§ WHAT YOU SHOULD DO: Reproduce all of the records below, substituting "a single point for each instance" for every occurrence of "one point per instance" and leaving everything else unchanged. Omit the pictures from your answer.
====== SOURCE DATA ======
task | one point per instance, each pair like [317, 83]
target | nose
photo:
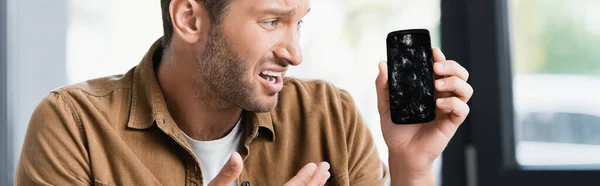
[289, 48]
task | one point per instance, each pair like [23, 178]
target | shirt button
[246, 183]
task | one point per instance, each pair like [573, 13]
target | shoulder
[97, 87]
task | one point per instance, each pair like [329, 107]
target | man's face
[248, 54]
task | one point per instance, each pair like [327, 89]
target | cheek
[256, 43]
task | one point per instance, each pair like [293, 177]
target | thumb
[381, 83]
[230, 171]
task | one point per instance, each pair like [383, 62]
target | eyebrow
[281, 12]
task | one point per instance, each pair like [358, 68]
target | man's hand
[413, 148]
[310, 175]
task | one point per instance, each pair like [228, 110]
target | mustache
[275, 60]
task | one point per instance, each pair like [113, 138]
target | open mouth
[271, 77]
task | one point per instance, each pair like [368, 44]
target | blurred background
[551, 49]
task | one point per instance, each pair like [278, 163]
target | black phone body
[410, 76]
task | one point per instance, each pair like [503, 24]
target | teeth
[271, 73]
[271, 79]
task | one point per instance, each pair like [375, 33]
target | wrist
[402, 174]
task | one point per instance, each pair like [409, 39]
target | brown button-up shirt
[117, 131]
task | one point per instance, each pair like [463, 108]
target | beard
[223, 70]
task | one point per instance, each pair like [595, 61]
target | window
[533, 66]
[556, 77]
[86, 39]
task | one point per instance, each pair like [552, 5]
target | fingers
[230, 171]
[450, 68]
[457, 107]
[455, 85]
[311, 174]
[381, 83]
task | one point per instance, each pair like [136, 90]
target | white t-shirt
[212, 155]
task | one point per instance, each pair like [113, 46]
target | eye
[271, 23]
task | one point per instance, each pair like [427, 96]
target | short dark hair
[216, 12]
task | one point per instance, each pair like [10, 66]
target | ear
[187, 18]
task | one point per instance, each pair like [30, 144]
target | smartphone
[410, 76]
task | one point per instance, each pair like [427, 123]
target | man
[209, 105]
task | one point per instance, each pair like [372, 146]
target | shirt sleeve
[365, 167]
[54, 150]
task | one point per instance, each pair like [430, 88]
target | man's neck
[200, 114]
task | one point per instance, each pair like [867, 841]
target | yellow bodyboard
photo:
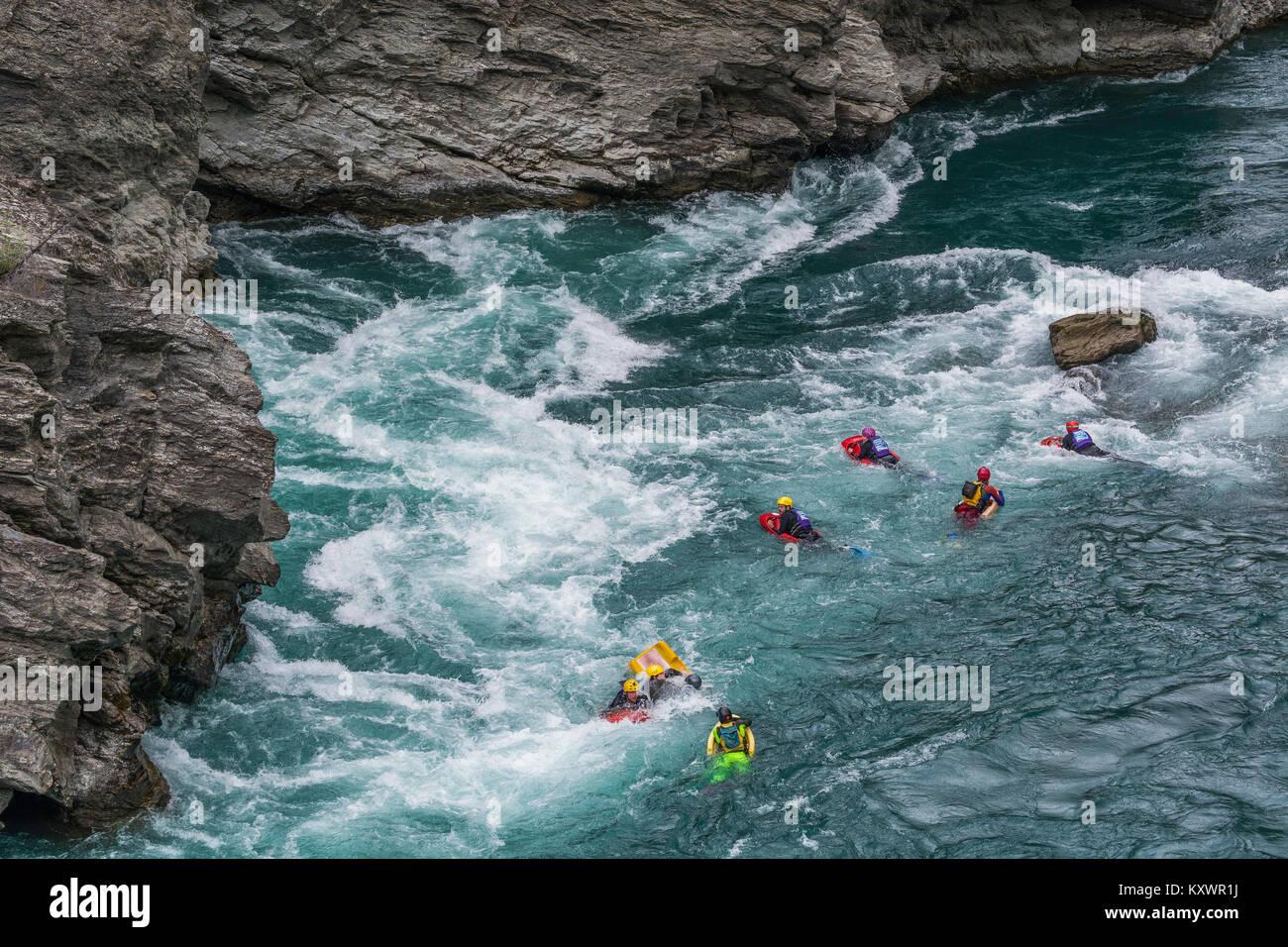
[660, 654]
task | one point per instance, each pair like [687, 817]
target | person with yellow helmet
[629, 697]
[794, 522]
[732, 742]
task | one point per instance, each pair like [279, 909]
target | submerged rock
[1093, 337]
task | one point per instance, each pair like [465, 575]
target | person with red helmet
[979, 499]
[871, 449]
[1078, 441]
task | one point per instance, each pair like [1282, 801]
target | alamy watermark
[914, 682]
[24, 682]
[648, 425]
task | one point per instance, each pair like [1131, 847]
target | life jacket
[730, 737]
[974, 495]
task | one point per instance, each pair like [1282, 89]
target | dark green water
[471, 567]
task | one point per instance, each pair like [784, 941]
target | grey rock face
[129, 438]
[134, 476]
[1093, 337]
[456, 106]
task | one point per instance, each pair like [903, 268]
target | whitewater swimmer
[662, 682]
[629, 703]
[870, 449]
[732, 744]
[790, 525]
[1077, 441]
[804, 534]
[979, 499]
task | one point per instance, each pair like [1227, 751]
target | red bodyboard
[625, 714]
[848, 445]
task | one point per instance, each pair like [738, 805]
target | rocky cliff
[134, 475]
[473, 106]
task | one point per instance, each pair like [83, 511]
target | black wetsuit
[868, 453]
[1087, 450]
[621, 699]
[660, 685]
[790, 525]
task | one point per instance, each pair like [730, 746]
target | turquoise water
[471, 566]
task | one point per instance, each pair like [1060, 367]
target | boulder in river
[1093, 337]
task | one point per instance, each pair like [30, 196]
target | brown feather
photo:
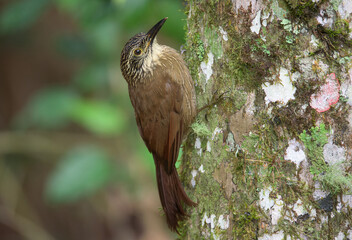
======
§ PROBLEM SOLUTION:
task | a single point for each instance, each pair like [317, 83]
target | nose
photo:
[289, 48]
task | a single point for each instance, each pair like [23, 178]
target | shirt button
[246, 183]
task | a single point for each instance, each pair like [573, 13]
target | shoulder
[97, 87]
task | a single point for each instance, each pair like [329, 107]
target | man's face
[248, 54]
task | a single point for each instance, each pair like [327, 89]
target | cheek
[256, 43]
task | a single point for each instance, each pair like [293, 177]
target | thumb
[381, 83]
[230, 171]
task | a single point for each instance, each pair like [383, 62]
target | eyebrow
[281, 12]
task | a single point for each instance, each pair like [358, 68]
target | man's hand
[413, 148]
[310, 175]
task | a single point for each instance, each pair like [228, 110]
target | mustache
[275, 60]
task | a single point for each instance, each pair like [113, 138]
target | open mouth
[271, 77]
task | a single point for each instance, each pair like [368, 44]
target | blurred background
[551, 49]
task | a single point for each instance, each pair like [278, 163]
target | black phone body
[410, 76]
task | a single point for each instance, each pair like [503, 24]
target | teeth
[271, 73]
[271, 79]
task | a single point for each instance, each pair like [375, 33]
target | wrist
[402, 174]
task | a single point for each instance, each pair like [409, 39]
target | brown button-up shirt
[117, 131]
task | a single point for each instance, each pair like [463, 108]
target | beard
[223, 70]
task | a single point for each instance, each pair like [595, 61]
target | window
[533, 66]
[556, 77]
[86, 39]
task | a single point for each instance, each pair like [552, 5]
target | fingers
[230, 171]
[450, 68]
[457, 107]
[455, 85]
[311, 174]
[381, 83]
task | a single point for each instance, each pair like [136, 90]
target | white t-shirt
[212, 155]
task | a single point for each instance, each pair like [113, 46]
target | eye
[271, 23]
task | a single point for each instance, each pair like [427, 96]
target | short dark hair
[216, 12]
task | a single point for each instance, each pair like [10, 66]
target | ear
[187, 18]
task | a single point for each instance, each pair like [30, 144]
target | smartphone
[410, 76]
task | a single point for each instance, each pair like [427, 123]
target | man
[209, 105]
task | a single point for each instance, each pair like [372, 146]
target | shirt sleeve
[365, 167]
[54, 150]
task | a single point for each instance, each pair like [430, 88]
target | man's neck
[200, 114]
task | a single point for each instance, each pair like [867, 841]
target | yellow bodyboard
photo:
[660, 654]
task | a single point for each instance, each pair like [687, 817]
target | person with yellow helmet
[629, 697]
[794, 522]
[732, 742]
task | a single point for each instance, each pair like [279, 909]
target | submerged rock
[1093, 337]
task | a single point for each instance, each pair like [465, 575]
target | person with red helmet
[979, 499]
[871, 449]
[1078, 441]
task | a single point for each instance, each pair like [1282, 801]
target | alamy watermark
[914, 682]
[24, 682]
[648, 425]
task | a single point for each instance, each pair like [1131, 847]
target | life jacket
[730, 737]
[974, 495]
task | a single point for each instance, each pair like [1282, 89]
target | dark green water
[471, 567]
task | a single point for each instance, each pair like [784, 941]
target | grey rock face
[129, 438]
[134, 476]
[1093, 337]
[456, 106]
task | a single point for each instance, each pair like [903, 268]
target | whitewater swimmer
[662, 682]
[629, 703]
[870, 449]
[732, 744]
[790, 525]
[1077, 441]
[804, 534]
[979, 499]
task | a single point for each instance, each pair like [1227, 751]
target | red bodyboard
[625, 714]
[848, 445]
task | a single point for each instance, each pair like [738, 805]
target | rocky cliff
[134, 475]
[473, 106]
task | a single point for each instance, each pair like [83, 511]
target | black wetsuit
[868, 453]
[1087, 450]
[621, 699]
[660, 685]
[790, 525]
task | a single point for each instance, each pair like [730, 746]
target | turquoise water
[471, 566]
task | a single point for each instance, each pair like [1060, 367]
target | boulder in river
[1093, 337]
task | a single point for each instance, each pair like [30, 196]
target | brown feather
photo:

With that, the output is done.